** Te beantwoorden vragen **
- 1) Tot welk bedrag is het vermogen van de Stichting de Zending der Protestantse Kerk gedaald volgens het bericht over de kleine synode van de PKN?
- 2) Schrijf een vervolg op het bericht over de kleine synode van de PKN, aansluitend op de laatste zin.

======== Tekstfragment

PKN treft voorzieningen voor drie hhg's
Het synodebestuur van de Protestantse Kerk in Nederland (PKN) heeft toegezegd in maart 2010 de duurzaamheid van de beleggingen van de kerk te evalueren. Dan wordt ook bekeken of de nota ”Duurzaamheid en beleggen” moet worden aangepast.
De kleine synode van de Protestantse Kerk in Nederland (PKN) boog zich vrijdag onder andere over de jaarrekening van de Stichting de Zending der Protestantse Kerk. Deze stichting verloor verleden jaar 7,9 miljoen euro op de beurs. In een bij de jaarrekening opgenomen uitleg meldt het bestuur dat het vermogen van de stichting is gedaald tot bijna 29 miljoen euro.Het bestuur verantwoordt zich over het gevoerde beleid en concludeert geopereerd te hebben binnen de regels van de nota ”Duurzaamheid en beleggingen”, die de PKN in 2007 heeft opgesteld.
Na vragen uit de kleine synode zegde het synodebestuur toe om in maart 2010 een evaluatie te houden over de duurzaamheid van de beleggingen van de kerk. Ook wordt dan bezien of het beleggingsstatuut van de PKN moet worden aangepast.
Overigens werd vrijdag duidelijk dat de waarde van de portefeuille van Stichting de Zending der Protestantse Kerk inmiddels weer in de lift zit. Op 14 september bedroeg het koersherstel op de hele portefeuille 8 procent.
De kleine synode stemde vrijdagmiddag achter gesloten deuren in met voorzieningen voor de hersteld hervormde gemeenten van Ridderkerk, Sint Maartensdijk en Maartensdijk. In Ridderkerk wordt kerkrentmeesterlijk en diaconaal vermogen van de hervormde gemeente overgedragen aan de hersteld hervormde gemeente.

================
======== Beschikbare gegevens

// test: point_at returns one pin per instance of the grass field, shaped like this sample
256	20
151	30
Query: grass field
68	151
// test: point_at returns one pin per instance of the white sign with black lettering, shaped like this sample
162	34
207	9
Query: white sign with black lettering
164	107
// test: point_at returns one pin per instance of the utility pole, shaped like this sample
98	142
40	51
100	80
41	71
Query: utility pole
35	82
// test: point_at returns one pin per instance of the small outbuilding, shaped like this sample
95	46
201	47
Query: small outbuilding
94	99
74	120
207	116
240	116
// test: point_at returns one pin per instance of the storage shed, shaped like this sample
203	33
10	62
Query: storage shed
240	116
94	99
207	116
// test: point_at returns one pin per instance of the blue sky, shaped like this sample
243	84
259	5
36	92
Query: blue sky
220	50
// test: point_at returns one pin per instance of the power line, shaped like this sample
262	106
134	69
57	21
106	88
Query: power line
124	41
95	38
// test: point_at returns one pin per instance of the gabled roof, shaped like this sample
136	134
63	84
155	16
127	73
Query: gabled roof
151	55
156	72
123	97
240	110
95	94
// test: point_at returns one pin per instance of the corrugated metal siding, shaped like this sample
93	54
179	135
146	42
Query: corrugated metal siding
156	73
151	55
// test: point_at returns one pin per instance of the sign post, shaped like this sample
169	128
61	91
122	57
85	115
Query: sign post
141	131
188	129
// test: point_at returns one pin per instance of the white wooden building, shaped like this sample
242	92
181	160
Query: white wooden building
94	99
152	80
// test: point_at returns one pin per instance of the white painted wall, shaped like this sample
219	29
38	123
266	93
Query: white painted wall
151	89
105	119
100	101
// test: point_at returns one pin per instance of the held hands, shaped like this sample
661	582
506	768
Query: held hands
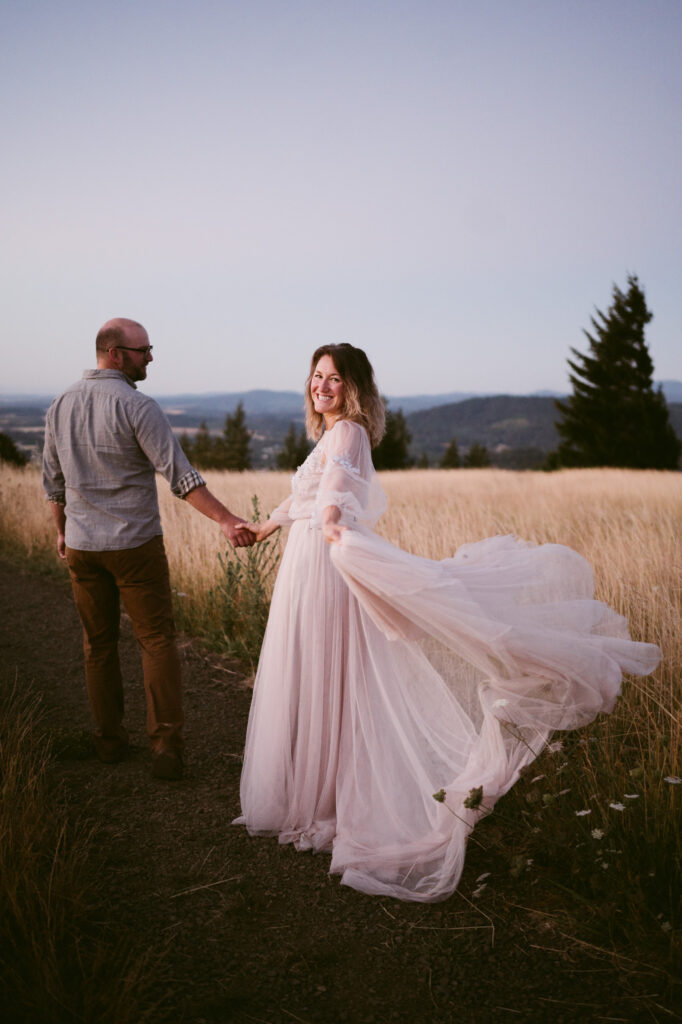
239	532
261	530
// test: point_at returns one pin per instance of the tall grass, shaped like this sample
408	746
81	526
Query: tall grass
55	963
628	524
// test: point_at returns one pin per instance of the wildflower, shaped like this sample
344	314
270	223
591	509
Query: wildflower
474	799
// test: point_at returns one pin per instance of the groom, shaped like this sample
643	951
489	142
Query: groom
104	441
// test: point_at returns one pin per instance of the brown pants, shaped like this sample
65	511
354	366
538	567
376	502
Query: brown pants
139	578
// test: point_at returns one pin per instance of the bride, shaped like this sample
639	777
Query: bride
385	678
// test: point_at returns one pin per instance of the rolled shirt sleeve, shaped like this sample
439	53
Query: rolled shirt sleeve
53	481
162	448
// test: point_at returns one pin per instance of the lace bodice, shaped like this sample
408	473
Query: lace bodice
338	471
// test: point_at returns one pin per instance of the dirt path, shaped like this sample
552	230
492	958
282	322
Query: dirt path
255	931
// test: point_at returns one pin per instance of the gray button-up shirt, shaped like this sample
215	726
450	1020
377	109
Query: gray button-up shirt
103	441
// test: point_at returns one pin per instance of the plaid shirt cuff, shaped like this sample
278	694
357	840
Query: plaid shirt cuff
189	481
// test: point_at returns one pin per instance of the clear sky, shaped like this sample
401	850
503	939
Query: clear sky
453	185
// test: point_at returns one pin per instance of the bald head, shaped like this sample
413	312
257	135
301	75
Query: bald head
119	331
123	344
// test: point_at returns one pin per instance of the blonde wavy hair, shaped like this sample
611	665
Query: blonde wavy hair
361	402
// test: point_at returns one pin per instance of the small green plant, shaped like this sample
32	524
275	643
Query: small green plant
242	599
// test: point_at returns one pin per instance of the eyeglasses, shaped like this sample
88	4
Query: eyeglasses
145	349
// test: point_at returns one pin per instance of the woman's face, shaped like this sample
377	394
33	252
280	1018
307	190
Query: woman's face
327	390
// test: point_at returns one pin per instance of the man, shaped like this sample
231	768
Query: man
104	441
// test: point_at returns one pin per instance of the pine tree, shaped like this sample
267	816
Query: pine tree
295	450
236	441
614	417
392	452
477	457
451	459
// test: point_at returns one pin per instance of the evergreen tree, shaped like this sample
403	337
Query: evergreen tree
10	453
236	441
451	459
295	450
477	457
614	417
392	452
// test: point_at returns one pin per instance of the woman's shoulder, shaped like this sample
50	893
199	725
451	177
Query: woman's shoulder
348	430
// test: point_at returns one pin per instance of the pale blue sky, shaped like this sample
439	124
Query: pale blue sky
451	185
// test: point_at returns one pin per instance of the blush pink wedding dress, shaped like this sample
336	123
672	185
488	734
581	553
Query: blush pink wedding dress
385	677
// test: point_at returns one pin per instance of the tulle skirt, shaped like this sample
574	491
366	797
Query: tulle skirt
385	678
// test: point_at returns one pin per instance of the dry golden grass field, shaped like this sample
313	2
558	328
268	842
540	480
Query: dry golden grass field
597	821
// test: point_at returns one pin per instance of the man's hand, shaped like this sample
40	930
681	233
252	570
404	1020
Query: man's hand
263	529
239	532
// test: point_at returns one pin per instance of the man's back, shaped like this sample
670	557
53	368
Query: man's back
103	441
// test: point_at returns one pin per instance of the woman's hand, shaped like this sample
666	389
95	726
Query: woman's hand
332	531
263	529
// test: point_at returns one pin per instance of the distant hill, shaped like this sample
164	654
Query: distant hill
518	430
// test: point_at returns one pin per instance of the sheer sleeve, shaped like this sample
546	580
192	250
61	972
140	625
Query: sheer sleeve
281	513
348	479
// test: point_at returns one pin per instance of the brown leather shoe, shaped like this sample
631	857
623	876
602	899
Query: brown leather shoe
167	765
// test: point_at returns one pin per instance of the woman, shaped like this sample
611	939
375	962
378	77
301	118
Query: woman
385	677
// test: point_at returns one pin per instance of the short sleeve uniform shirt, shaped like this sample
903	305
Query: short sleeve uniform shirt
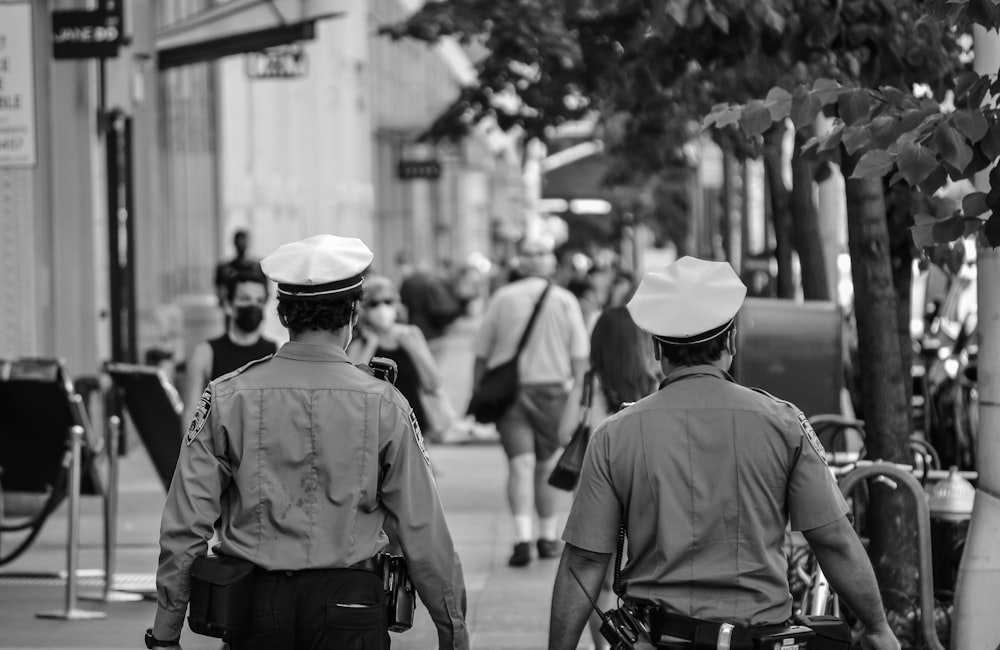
710	473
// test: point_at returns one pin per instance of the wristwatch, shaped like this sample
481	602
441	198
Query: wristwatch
153	642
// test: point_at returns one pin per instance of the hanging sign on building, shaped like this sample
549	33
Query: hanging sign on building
17	86
86	34
283	62
419	169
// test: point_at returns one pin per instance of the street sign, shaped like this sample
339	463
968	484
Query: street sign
282	62
422	169
86	34
17	86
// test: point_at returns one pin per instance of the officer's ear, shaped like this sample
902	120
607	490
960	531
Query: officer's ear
731	341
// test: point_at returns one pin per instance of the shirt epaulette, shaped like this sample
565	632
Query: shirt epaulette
776	399
241	369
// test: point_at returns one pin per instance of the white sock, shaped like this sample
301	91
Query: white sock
548	528
522	528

================

** Antwoorden per opdracht **
- 1) Tot bijna 29 miljoen euro.

- 2)
In Sint Maartensdijk worden kerkgebouw en verenigingsgebouw voor vijftig jaar in erfpacht gegeven aan de hersteld hervormde gemeente, waarbij de hervormde gemeente het recht houdt om tegen vergoeding van kosten kerkdiensten en andere kerkelijke activiteiten te houden in het kerkgebouw. De pastorie, landerijen, een perceel grond en kerkrentmeesterlijk en diaconaal vermogen worden overgedragen aan de hersteld hervormde gemeente.
Ook in Maartensdijk wordt het kerkgebouw en het catechisatielokaal voor vijftig jaar in erfpacht gegeven aan de hersteld hervormde gemeente. Het eigendom van het verenigingsgebouw en de pastorie wordt overgedragen, evenals geld van de kerkrentmeesters en diaconie. Daarbij houdt de hervormde gemeente het recht om één dag per week gebruik te maken van het verenigingsgebouw. De begraafplaats wordt voor de helft overgedragen aan de hersteld hervormde gemeente.